*Task brief*: Find every line below that contains the word "knee" and copy each of those lines in full.

---- Source material

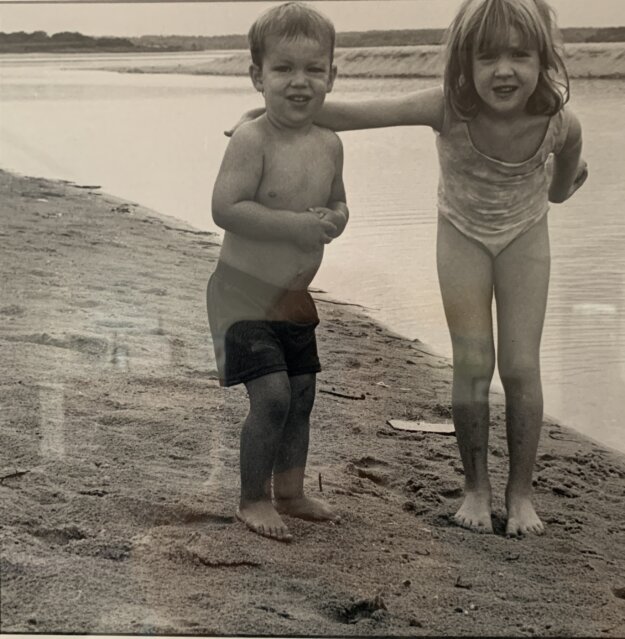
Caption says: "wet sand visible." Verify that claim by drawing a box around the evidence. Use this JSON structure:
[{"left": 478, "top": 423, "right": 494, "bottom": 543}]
[
  {"left": 0, "top": 172, "right": 625, "bottom": 637},
  {"left": 111, "top": 42, "right": 625, "bottom": 79}
]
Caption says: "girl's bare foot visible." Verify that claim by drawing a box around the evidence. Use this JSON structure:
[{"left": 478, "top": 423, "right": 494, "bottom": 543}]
[
  {"left": 454, "top": 490, "right": 493, "bottom": 533},
  {"left": 276, "top": 495, "right": 341, "bottom": 522},
  {"left": 237, "top": 499, "right": 293, "bottom": 541},
  {"left": 506, "top": 495, "right": 545, "bottom": 537}
]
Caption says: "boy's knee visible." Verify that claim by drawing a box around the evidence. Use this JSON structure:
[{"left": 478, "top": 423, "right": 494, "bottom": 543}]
[{"left": 248, "top": 375, "right": 291, "bottom": 423}]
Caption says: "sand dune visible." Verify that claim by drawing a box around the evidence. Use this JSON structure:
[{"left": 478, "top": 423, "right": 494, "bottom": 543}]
[
  {"left": 0, "top": 171, "right": 625, "bottom": 637},
  {"left": 118, "top": 43, "right": 625, "bottom": 78}
]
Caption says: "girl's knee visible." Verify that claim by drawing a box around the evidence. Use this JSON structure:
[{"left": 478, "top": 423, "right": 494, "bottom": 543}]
[
  {"left": 499, "top": 360, "right": 540, "bottom": 395},
  {"left": 453, "top": 339, "right": 495, "bottom": 382}
]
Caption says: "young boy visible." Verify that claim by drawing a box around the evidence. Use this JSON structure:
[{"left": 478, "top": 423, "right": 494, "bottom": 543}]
[{"left": 207, "top": 2, "right": 349, "bottom": 541}]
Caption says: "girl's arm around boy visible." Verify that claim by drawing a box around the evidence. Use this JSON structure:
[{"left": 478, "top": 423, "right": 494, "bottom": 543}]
[{"left": 549, "top": 110, "right": 588, "bottom": 204}]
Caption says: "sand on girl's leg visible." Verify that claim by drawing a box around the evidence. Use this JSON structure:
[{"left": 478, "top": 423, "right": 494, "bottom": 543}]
[
  {"left": 273, "top": 468, "right": 340, "bottom": 522},
  {"left": 236, "top": 499, "right": 293, "bottom": 541}
]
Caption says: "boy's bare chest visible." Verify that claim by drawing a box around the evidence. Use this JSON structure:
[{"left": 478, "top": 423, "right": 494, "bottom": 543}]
[{"left": 258, "top": 141, "right": 336, "bottom": 210}]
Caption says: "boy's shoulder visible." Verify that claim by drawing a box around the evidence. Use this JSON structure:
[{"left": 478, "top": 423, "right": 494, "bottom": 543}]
[
  {"left": 313, "top": 124, "right": 343, "bottom": 151},
  {"left": 230, "top": 118, "right": 267, "bottom": 145}
]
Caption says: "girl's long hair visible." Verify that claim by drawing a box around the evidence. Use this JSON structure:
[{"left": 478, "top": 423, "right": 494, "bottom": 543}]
[{"left": 444, "top": 0, "right": 569, "bottom": 120}]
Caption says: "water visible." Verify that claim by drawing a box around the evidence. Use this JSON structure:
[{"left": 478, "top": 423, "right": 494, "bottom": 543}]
[{"left": 0, "top": 52, "right": 625, "bottom": 451}]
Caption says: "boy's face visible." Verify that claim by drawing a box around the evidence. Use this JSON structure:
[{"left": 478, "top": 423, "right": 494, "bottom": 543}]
[{"left": 250, "top": 36, "right": 336, "bottom": 128}]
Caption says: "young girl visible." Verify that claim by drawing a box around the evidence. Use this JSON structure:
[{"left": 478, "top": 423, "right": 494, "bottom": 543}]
[{"left": 232, "top": 0, "right": 587, "bottom": 535}]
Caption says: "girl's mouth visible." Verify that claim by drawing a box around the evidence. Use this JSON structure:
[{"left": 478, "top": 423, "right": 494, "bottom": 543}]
[
  {"left": 493, "top": 84, "right": 517, "bottom": 97},
  {"left": 287, "top": 95, "right": 310, "bottom": 104}
]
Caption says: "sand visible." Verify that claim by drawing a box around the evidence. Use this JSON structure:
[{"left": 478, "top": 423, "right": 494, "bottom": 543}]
[
  {"left": 0, "top": 172, "right": 625, "bottom": 637},
  {"left": 111, "top": 42, "right": 625, "bottom": 79}
]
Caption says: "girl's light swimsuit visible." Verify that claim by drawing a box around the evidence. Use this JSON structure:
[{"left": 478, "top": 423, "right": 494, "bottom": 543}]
[{"left": 436, "top": 104, "right": 569, "bottom": 257}]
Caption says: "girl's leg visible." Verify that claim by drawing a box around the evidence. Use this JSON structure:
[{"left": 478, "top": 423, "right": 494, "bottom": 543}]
[
  {"left": 237, "top": 372, "right": 291, "bottom": 541},
  {"left": 495, "top": 218, "right": 550, "bottom": 535},
  {"left": 437, "top": 217, "right": 495, "bottom": 532},
  {"left": 273, "top": 373, "right": 338, "bottom": 520}
]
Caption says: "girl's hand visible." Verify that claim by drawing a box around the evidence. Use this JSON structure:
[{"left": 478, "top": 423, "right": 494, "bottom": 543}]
[{"left": 224, "top": 107, "right": 265, "bottom": 138}]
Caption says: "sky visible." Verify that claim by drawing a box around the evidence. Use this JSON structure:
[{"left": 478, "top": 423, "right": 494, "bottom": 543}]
[{"left": 0, "top": 0, "right": 625, "bottom": 36}]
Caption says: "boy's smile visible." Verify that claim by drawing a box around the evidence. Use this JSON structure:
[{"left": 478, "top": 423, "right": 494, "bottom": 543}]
[
  {"left": 250, "top": 36, "right": 336, "bottom": 128},
  {"left": 473, "top": 29, "right": 540, "bottom": 116}
]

--------

*Final result*:
Caption says: "boy's knee visible." Verify that claim by drawing a box around the evidence. Use this JSON structure:
Caption says: "girl's knee visible." Verify that claim by drawing a box around the evidence. Use this JSON structure:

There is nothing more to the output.